Problem to solve: Could you retype, exactly as written, every line from the top of the records through the line that contains "Target: magenta flower cluster"?
====
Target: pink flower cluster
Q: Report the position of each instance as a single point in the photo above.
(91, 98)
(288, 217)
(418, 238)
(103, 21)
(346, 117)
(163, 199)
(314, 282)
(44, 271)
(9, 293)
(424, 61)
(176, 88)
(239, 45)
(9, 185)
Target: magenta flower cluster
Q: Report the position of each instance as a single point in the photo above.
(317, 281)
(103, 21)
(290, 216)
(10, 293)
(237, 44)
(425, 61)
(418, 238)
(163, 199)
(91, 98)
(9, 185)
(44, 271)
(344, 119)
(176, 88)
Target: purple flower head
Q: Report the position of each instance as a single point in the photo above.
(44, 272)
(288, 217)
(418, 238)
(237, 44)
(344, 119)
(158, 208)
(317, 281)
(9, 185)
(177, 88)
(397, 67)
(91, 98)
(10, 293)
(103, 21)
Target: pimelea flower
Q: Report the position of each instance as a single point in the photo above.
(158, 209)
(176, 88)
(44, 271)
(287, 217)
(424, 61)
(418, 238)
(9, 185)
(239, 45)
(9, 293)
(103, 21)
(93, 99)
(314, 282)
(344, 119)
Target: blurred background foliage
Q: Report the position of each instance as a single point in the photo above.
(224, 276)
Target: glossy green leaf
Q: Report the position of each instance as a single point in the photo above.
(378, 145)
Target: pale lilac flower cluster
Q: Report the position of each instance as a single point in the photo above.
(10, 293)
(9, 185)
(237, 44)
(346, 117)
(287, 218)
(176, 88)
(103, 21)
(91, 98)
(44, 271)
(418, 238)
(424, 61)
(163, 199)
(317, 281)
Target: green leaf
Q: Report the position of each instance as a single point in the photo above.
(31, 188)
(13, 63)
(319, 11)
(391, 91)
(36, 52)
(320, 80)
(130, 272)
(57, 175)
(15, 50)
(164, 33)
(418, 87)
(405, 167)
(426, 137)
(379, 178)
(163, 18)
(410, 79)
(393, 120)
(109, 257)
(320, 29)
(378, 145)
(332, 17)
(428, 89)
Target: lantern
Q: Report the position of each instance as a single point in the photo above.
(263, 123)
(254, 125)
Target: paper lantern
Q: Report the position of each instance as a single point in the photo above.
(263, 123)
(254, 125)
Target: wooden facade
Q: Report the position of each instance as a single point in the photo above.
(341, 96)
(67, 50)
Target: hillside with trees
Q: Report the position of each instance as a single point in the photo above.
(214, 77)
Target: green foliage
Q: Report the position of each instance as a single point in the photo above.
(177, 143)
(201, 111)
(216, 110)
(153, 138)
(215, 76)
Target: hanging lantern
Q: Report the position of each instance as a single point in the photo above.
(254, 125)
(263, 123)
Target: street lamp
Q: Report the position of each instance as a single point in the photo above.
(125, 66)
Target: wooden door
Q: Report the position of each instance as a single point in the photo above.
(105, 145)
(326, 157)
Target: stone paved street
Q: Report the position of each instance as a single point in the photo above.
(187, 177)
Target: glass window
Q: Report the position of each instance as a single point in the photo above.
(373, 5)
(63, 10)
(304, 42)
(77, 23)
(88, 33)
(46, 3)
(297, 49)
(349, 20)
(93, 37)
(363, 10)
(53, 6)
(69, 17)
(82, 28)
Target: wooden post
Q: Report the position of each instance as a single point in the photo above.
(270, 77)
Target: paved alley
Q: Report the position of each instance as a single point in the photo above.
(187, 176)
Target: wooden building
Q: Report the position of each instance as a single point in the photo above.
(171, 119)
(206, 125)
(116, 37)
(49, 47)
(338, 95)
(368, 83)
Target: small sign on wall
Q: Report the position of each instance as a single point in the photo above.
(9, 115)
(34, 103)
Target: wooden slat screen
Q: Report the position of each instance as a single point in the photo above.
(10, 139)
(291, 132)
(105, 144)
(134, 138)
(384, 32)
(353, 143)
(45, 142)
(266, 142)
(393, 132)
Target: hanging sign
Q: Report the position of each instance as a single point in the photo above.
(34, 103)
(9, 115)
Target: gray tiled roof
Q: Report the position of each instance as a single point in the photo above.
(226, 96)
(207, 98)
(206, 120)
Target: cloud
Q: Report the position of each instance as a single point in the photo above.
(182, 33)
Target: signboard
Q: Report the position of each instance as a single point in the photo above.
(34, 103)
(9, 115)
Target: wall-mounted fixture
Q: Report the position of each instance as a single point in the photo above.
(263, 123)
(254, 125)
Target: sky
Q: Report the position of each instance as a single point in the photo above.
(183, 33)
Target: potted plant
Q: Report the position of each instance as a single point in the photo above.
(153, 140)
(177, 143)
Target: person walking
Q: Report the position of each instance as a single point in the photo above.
====
Written solution:
Target: pink flower cluster
Q: Report the position of each instance as a single point in the photo above.
(91, 98)
(288, 217)
(418, 238)
(103, 21)
(346, 117)
(163, 199)
(314, 282)
(44, 271)
(9, 293)
(424, 61)
(176, 88)
(239, 45)
(9, 185)
Target: magenta flower cluster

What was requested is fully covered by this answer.